Belge Alıntısı =
★ ★ ★ ★ ★ ★ ★
Unutmayınız, Bulgaristan’da yaşayan Türklerin, Pomakların, Romenlerin, Ermenilerin ve diğer etnik grupların, ayrıca kuşkusuz Bulgarların da Vatanının adı Bulgaristan olduğundan kimse şüphelenemez ve şüphelenmemeliyiz. Bulgaristan bizim Vatanımızdır ve bu konuda hiçbir vesileyle siyaset yapılmasını kabul etmiyoruz. O, kuşku içermeyen, politika üstü bir sorundur. Bu konuda hassasiyetimiz olağanüstü büyüktür, haksız yere gücendirilmemiz bir yana, şaka yapılmasına dahi tahammülümüz yoktur.
★ ★ ★ ★ ★ ★ ★
Sağlanan Bilgiler =

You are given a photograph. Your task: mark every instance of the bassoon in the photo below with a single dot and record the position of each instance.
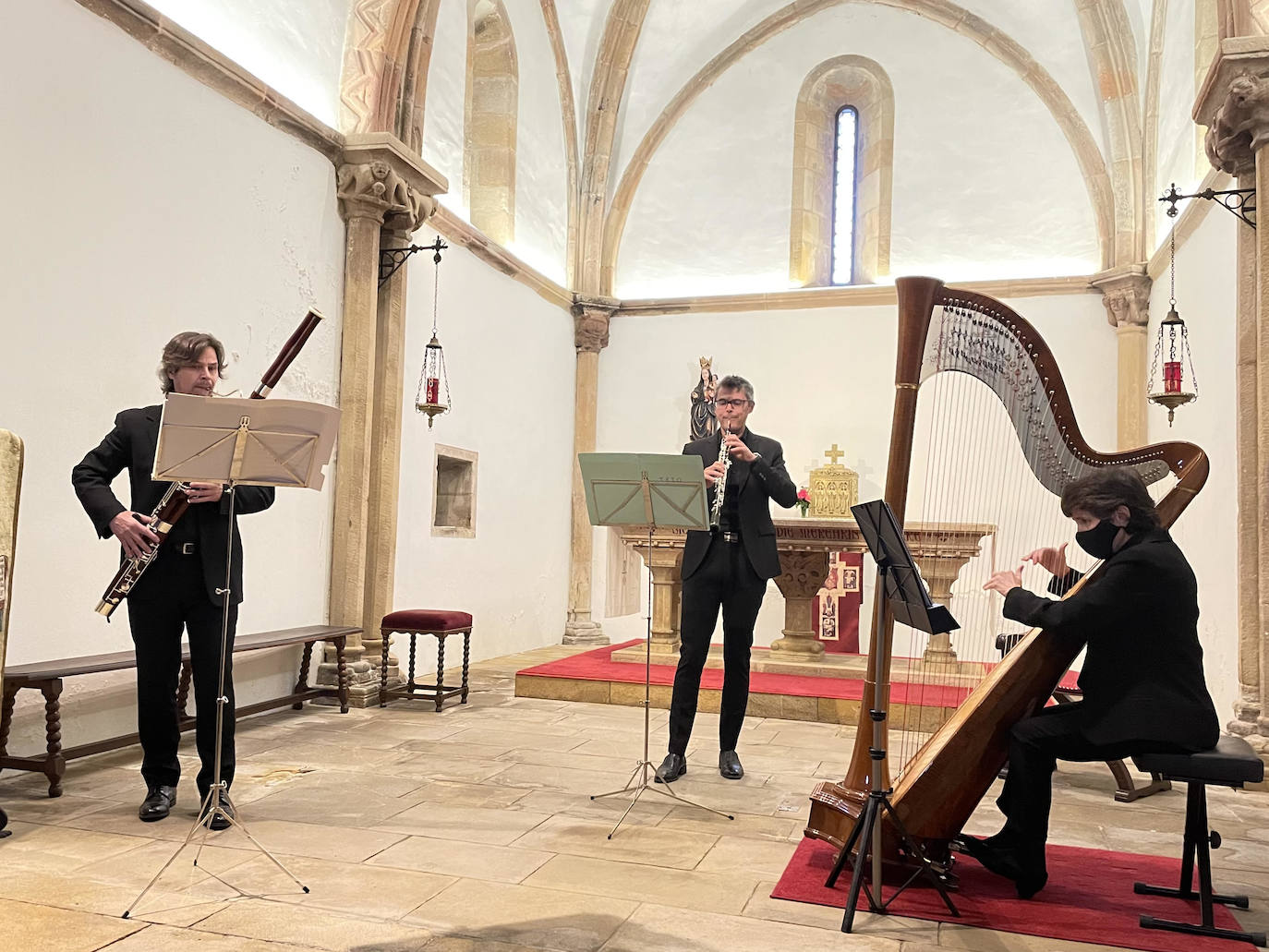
(175, 500)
★ ★ ★ ★ ★ ★ ★
Görevler =
(A) Lütfen belge alıntısındaki "Unutmayınız, Bulgaristan’da" diye başlayan paragrafı ana bilgilerini koruyarak daha kısa biçimde yeniden yazın.
(B) Belge alıntısına göre vatan konusunda siyaset yapılması neden kabul edilmiyor? Bir ila üç cümleyle açıklayın.
(C) Belge alıntısında vatanı Bulgaristan olarak anılan toplulukların adlarını sıralayın.

Yazılı Yanıtlar =
(A) Bulgaristan'da yaşayan Türklerin, Pomakların, Romenlerin, Ermenilerin, diğer etnik grupların ve Bulgarların vatanı Bulgaristan'dır ve bundan kimse şüphelenemez. Bu konuda hiçbir şekilde siyaset yapılmasını kabul etmiyoruz, çünkü mesele politika üstüdür. Bu konudaki hassasiyetimiz çok büyüktür ve şakaya bile tahammülümüz yoktur.

(B) Metne göre bu konu kuşku içermeyen, politika üstü bir sorundur. Bu yüzden vatan konusunda hiçbir vesileyle siyaset yapılması kabul edilmiyor.

(C)
- Türkler
- Pomaklar
- Romenler
- Ermeniler
- Bulgarlar